### [To do]
Reproduce the material below word for word, line by line, without changing anything.

### [Data shown]
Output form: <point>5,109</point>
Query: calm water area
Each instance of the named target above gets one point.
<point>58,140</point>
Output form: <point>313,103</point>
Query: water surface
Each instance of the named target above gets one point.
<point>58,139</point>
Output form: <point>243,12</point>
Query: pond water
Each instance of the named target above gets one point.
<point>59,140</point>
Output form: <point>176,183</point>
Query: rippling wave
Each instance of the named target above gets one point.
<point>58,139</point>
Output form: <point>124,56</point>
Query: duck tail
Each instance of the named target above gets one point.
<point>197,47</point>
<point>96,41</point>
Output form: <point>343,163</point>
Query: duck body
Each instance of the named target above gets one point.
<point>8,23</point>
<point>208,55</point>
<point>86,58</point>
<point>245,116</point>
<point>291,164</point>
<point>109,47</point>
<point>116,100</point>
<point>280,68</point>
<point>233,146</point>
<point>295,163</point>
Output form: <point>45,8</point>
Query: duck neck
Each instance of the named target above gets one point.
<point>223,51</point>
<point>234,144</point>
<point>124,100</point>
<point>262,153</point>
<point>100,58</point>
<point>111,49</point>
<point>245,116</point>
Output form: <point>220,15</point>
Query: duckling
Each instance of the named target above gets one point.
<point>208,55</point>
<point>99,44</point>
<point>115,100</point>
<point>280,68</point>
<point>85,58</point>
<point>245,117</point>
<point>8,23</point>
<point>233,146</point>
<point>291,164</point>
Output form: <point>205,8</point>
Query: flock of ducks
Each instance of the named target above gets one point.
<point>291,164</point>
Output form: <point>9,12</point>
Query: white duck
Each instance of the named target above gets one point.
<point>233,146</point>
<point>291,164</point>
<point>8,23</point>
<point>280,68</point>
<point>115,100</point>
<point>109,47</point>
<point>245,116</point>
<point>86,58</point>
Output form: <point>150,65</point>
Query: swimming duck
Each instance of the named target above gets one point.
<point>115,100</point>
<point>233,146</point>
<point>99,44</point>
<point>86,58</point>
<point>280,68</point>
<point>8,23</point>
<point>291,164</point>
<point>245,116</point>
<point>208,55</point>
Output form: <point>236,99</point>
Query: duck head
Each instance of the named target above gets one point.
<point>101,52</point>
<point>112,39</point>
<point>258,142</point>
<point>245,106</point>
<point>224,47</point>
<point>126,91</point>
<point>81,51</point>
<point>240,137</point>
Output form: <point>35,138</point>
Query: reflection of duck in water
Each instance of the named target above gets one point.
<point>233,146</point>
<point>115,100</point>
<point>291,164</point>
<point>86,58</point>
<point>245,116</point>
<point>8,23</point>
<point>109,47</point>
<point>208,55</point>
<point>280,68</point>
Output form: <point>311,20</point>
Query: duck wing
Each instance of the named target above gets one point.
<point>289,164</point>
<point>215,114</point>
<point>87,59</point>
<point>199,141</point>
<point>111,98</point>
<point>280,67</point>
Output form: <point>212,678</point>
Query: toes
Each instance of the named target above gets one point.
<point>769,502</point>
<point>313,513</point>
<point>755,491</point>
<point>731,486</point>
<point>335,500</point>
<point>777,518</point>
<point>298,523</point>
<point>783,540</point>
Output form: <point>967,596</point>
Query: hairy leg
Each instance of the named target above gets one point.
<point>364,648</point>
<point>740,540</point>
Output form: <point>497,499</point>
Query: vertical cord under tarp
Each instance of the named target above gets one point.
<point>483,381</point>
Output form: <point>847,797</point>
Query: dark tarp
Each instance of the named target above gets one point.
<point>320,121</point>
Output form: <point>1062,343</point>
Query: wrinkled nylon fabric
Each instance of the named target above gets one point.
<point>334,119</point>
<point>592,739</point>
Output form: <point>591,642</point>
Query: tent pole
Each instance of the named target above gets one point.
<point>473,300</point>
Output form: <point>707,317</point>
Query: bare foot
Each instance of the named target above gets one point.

### [Full answer]
Output form: <point>5,109</point>
Query: calm water area
Each instance of the named target above gets one point.
<point>58,140</point>
Output form: <point>313,103</point>
Query: water surface
Each instance of the named target above gets one point.
<point>58,139</point>
Output form: <point>243,12</point>
Query: pond water
Each instance of the named target above gets one point.
<point>59,140</point>
Output form: <point>176,183</point>
Query: rippling wave
Each instance of the named target above gets one point.
<point>58,139</point>
Output form: <point>124,56</point>
Query: duck tail
Each instance of the named target above gets one point.
<point>197,47</point>
<point>96,41</point>
Output form: <point>343,163</point>
Query: duck body
Each instance of the named target above gets one point.
<point>8,23</point>
<point>208,55</point>
<point>86,58</point>
<point>245,116</point>
<point>291,164</point>
<point>109,47</point>
<point>116,100</point>
<point>280,68</point>
<point>233,146</point>
<point>295,163</point>
Output form: <point>45,8</point>
Query: duck neck
Each instance of the named target above gets one point.
<point>223,51</point>
<point>234,144</point>
<point>124,100</point>
<point>262,153</point>
<point>100,58</point>
<point>111,49</point>
<point>245,116</point>
Output form: <point>220,15</point>
Query: duckling
Each instance of the named target above gets one point.
<point>208,55</point>
<point>99,44</point>
<point>115,100</point>
<point>280,68</point>
<point>85,58</point>
<point>245,117</point>
<point>8,23</point>
<point>233,146</point>
<point>291,164</point>
Output form: <point>205,8</point>
Query: flock of ducks
Each instance of the named target above gets one point.
<point>291,164</point>
Output form: <point>9,12</point>
Query: white duck
Each instance of the named target above gets one point.
<point>233,146</point>
<point>291,164</point>
<point>8,23</point>
<point>280,68</point>
<point>115,100</point>
<point>109,47</point>
<point>245,116</point>
<point>86,58</point>
Output form: <point>150,65</point>
Query: swimming duck
Each instance of the named target above gets one point.
<point>115,100</point>
<point>233,146</point>
<point>99,44</point>
<point>86,58</point>
<point>280,68</point>
<point>8,23</point>
<point>291,164</point>
<point>245,116</point>
<point>208,55</point>
Output form: <point>236,99</point>
Query: duck head
Each instance of the named target above gets one point.
<point>101,52</point>
<point>112,39</point>
<point>258,142</point>
<point>245,106</point>
<point>224,47</point>
<point>126,91</point>
<point>81,51</point>
<point>240,137</point>
Output form: <point>35,138</point>
Query: reflection of duck in water
Each instance of the named target above gets one point.
<point>233,146</point>
<point>115,100</point>
<point>291,164</point>
<point>86,58</point>
<point>245,116</point>
<point>8,23</point>
<point>109,47</point>
<point>208,55</point>
<point>280,68</point>
Output form: <point>311,20</point>
Query: duck wing
Each instance of the named target above gets one point.
<point>289,164</point>
<point>215,114</point>
<point>87,59</point>
<point>199,141</point>
<point>111,98</point>
<point>280,67</point>
Output form: <point>212,678</point>
Query: toes
Each instance of the named target above gets one point.
<point>769,502</point>
<point>313,513</point>
<point>755,491</point>
<point>731,486</point>
<point>335,500</point>
<point>777,518</point>
<point>298,523</point>
<point>783,540</point>
Output form: <point>967,596</point>
Query: hairy leg
Each instance of the named target above gets one point.
<point>364,648</point>
<point>740,540</point>
Output form: <point>497,499</point>
Query: vertical cord under tarp
Each instance of the named target above gets one point.
<point>483,381</point>
Output form: <point>847,797</point>
Query: dark tarp
Each instance of the named target above gets one point.
<point>320,121</point>
Output form: <point>1062,343</point>
Query: wrinkled nylon fabric
Each instance of the named target above gets one point.
<point>334,119</point>
<point>592,739</point>
Output form: <point>591,642</point>
Query: tent pole
Each instance of the named target above gets one point.
<point>473,300</point>
Output form: <point>707,317</point>
Query: bare foot
Each instance of the named target above gets one point.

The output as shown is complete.